[[ MATERIAL PROVIDED, beginning ]]

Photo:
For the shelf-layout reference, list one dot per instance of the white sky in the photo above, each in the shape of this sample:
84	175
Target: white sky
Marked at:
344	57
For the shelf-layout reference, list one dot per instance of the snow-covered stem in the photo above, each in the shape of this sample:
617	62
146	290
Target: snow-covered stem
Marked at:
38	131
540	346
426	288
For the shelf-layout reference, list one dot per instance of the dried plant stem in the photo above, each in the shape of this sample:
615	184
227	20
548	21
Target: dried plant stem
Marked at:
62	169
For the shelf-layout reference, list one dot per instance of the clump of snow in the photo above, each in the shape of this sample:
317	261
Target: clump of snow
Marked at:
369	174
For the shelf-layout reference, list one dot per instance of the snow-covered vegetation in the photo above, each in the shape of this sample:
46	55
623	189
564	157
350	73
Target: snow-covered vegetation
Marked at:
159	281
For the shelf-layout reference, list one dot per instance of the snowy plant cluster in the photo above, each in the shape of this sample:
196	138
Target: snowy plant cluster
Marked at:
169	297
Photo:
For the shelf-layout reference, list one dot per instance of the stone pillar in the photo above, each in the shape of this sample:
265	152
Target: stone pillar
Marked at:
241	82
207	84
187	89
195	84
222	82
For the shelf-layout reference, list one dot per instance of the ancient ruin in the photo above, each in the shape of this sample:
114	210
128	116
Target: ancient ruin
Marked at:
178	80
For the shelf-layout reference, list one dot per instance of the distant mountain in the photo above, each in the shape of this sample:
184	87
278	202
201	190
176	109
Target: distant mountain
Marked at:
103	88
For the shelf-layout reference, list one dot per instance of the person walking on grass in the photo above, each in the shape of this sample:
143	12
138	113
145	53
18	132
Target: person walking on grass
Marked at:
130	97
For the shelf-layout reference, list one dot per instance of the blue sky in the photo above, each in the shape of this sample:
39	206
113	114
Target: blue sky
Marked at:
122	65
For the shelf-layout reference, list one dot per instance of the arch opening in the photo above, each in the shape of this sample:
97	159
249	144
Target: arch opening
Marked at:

[[ MATERIAL PROVIDED, end ]]

The required answer is the complete data, repeated exactly.

Photo:
For the shelf-layout reference, list one dot per instance of the white sky in the photo above, each in the shape of this sample:
84	175
Target: white sky
Marked at:
344	57
For the shelf-layout reference, list one dot per instance of the snow-covered stem in the photo above, each in the shape of this sample:
617	62
146	290
Target: snow-covered stem
Marked at:
38	131
540	346
426	288
For the shelf-layout reference, list one dot per instance of the dried plant stem in the photo above, each in the shape of this sample:
615	184
227	20
548	21
Target: dried plant stem
Marked at:
62	169
For the shelf-layout reference, list one dot per instance of the clump of snow in the photo above, each in the shape of this sample:
317	261
Target: clump of snow
Marked at:
369	174
For the shelf-layout reference, list one dot per instance of the snow-covered vegetation in the photo above, each in the shape of this sample:
46	55
623	189
564	157
350	73
Target: snow-covered vegetation
Marked at:
159	281
For the shelf-layout reference, list one dot per instance of the snowy plant cluster in the photo above, each in the shape of this sample:
196	138
Target: snowy plant cluster
Marked at:
169	297
Photo:
For the shelf-layout reference, list one dot per instance of the stone pillar in the photo above, each in the shape of this sample:
265	152
Target: stone pillar
Marked at:
241	82
207	84
187	89
195	84
222	82
For the shelf-layout reference, list one dot per instance of the ancient ruin in the photo above, each in the shape of this sample:
114	210
128	116
Target: ancient ruin
Marked at:
178	80
For the shelf-layout reference, list one dot per instance of the distant mountain in the photo above, each in the shape of this sample:
184	87
278	202
201	190
176	109
Target: distant mountain
Marked at:
103	88
For the shelf-layout reference, list one dot per instance of the person walking on grass in the photo above, each in the shape of this sample:
143	12
138	113
145	53
18	132
Target: person walking on grass
Marked at:
130	97
For the shelf-layout reference, list one dot per instance of the blue sky in the photo above, each in the shape of this sample:
39	206
113	114
Target: blue sky
Marked at:
122	65
For the shelf-layout reference, list one dot per instance of the arch opening in the photo above, each in the shape of this sample:
97	159
249	144
Target: arch opening
Marked at:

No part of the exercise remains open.